## begin Source material

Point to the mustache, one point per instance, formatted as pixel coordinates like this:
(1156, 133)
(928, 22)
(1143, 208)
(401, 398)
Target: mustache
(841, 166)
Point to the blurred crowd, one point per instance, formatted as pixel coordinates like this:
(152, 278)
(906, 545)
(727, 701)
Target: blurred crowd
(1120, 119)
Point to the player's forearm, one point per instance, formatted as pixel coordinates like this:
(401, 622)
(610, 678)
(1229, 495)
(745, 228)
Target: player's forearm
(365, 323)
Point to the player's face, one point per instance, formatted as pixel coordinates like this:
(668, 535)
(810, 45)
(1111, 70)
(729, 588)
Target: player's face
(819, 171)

## end Source material

- Written instruction
Can you copy out every line above, word for word, without changing anything?

- Answer in full
Point to the mustache, one point per instance, formatted as pixel coordinates like this:
(1156, 133)
(928, 22)
(1143, 208)
(401, 398)
Target: mustache
(841, 166)
Point to the blurred crowd, one point per instance, formatted as pixel coordinates like this:
(152, 278)
(906, 545)
(727, 701)
Target: blurred crowd
(1120, 119)
Point to the player's forearm, one point per instance, formatted as pixel coordinates like this:
(401, 622)
(610, 678)
(1229, 495)
(745, 228)
Target: player's forearm
(365, 323)
Point to the player's face, one point per instance, formatted as pixel coordinates like this:
(668, 535)
(810, 45)
(1111, 70)
(729, 588)
Target: player's face
(819, 171)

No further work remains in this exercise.